▶ [WHAT TO DO]: Write the next part of the paraffin stove passage, picking up after its final sentence rather than the listing.

▶ [PASSAGE SHOWN]:
═══

In order to keep the fuel flowing smoothly and in a regulated manner into the pre-heater and thence to the jet, a throttling jet was placed in series with the hose and burner. That jet is smaller than the gas jet.

When the paraffin boils and sprays upwards, it also pushes the fuel backwards through the throttling jet which causes a pulsing of the flame. When the throttling jet is large enough to supply adequate fuel (about 2gm/minute) and small enough to limit the backflow of fuel, the stove operates well. Starting and regulating the power level entails raising or lowering the tank with a string. More height = more pressure on the system and the power (heat output) increases. The REDI stove can be extinguished by lowering the tank below the jet at which time the fuel stops spraying out.

It is a simple, safer and relatively easily operated stove. Its drawbacks were the pulsing which tended to put out the flame if you tried to rush the starting sequence, similar CO levels compared with the other products on the market and the cost of the combustion and pre-heating components. It is not very easy to make in a small workshop, even though there are units being produced in 10 or more countries. The cost of production was eventually reduced to $7.50 which is more than the common wick-type stove but it has a longer life and is more stable. If it is tipped over the flame can continue for a long time and can spray a large flame as fuel rushes into the hot, tipped-over pre-heater. It cannot explode which is a major advance in safety.

The FSP stove also has an external tank. It has 'roarer' components in that it has a pre-heater and a gas jet, but there the similarities stop. The FSP stove has significant differences which improve the performance markedly.

═══

▶ [GIVEN ENTRIES]:
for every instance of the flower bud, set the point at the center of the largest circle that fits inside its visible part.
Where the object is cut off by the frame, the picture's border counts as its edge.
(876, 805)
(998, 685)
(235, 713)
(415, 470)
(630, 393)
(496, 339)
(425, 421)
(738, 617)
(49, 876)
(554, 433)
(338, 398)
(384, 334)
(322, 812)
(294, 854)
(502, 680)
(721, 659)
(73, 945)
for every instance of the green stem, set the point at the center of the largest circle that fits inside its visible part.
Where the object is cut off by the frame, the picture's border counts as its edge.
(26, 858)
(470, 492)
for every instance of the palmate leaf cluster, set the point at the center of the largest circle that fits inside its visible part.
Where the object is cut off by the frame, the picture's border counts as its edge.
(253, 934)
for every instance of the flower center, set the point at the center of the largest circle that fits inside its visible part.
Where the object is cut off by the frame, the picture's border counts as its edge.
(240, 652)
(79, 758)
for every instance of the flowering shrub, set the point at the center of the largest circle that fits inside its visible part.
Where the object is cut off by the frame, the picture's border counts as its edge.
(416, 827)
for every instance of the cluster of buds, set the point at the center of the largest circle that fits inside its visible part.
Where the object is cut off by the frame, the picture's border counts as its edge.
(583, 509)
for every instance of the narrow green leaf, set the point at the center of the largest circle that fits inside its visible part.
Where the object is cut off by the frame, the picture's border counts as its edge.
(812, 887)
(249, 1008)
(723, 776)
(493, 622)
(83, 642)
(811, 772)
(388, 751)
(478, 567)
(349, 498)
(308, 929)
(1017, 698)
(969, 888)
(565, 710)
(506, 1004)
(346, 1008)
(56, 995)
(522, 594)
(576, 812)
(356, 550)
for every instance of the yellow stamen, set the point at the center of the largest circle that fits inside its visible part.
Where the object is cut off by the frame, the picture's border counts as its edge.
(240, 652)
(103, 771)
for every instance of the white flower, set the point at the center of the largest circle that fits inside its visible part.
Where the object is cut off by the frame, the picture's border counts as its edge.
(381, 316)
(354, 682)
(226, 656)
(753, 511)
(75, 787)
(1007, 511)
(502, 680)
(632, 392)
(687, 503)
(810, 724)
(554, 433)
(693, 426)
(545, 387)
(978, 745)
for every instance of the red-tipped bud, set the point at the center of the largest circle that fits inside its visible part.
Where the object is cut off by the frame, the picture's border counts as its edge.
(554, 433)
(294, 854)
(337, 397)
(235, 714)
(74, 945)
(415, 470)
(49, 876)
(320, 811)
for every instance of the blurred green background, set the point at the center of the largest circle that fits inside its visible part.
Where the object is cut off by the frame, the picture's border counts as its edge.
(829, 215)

═══

▶ [RESULT OF THIS TASK]:
The first thing you will notice is that it has a brass fuel control valve. This means the fuel tank can be mounted permanently in the house if so desired. The stove can be operated by a child without handling the fuel container at all.

The technically inclined will also notice immediately that the pre-heater tube is not a welded or brazed component - it is simply an 8mm tube bent carefully into a 300 degree arc at the top and a loop to the bottom where the jet is mounted. The eliminates almost all of the difficulties in fabrication, significantly reducing the cost and the risk of a faulty welded joint in the tubing. The entire stove can be fabricated without any welding at all. It can be made in a refugee camp, for example, without any need for electricity or gas.

Inside the control valve is a non-return valve that prevents pulsing altogether. There is a small steel ball taken from a bicycle bearing sitting in the upper side of the control valve just below the entrance of the steel pipe. In order to function correctly with no additional parts, the pipe must be connected to the top of the control valve. Thus the ball sits at the bottom of the fitting blocking the in-feed hole. Incoming fuel lifts it a little but it seals if the fuel tries to flow backwards. The pipe proceeds gently upwards to the burner so that it automatically removes air bubbles coming through the fuel line.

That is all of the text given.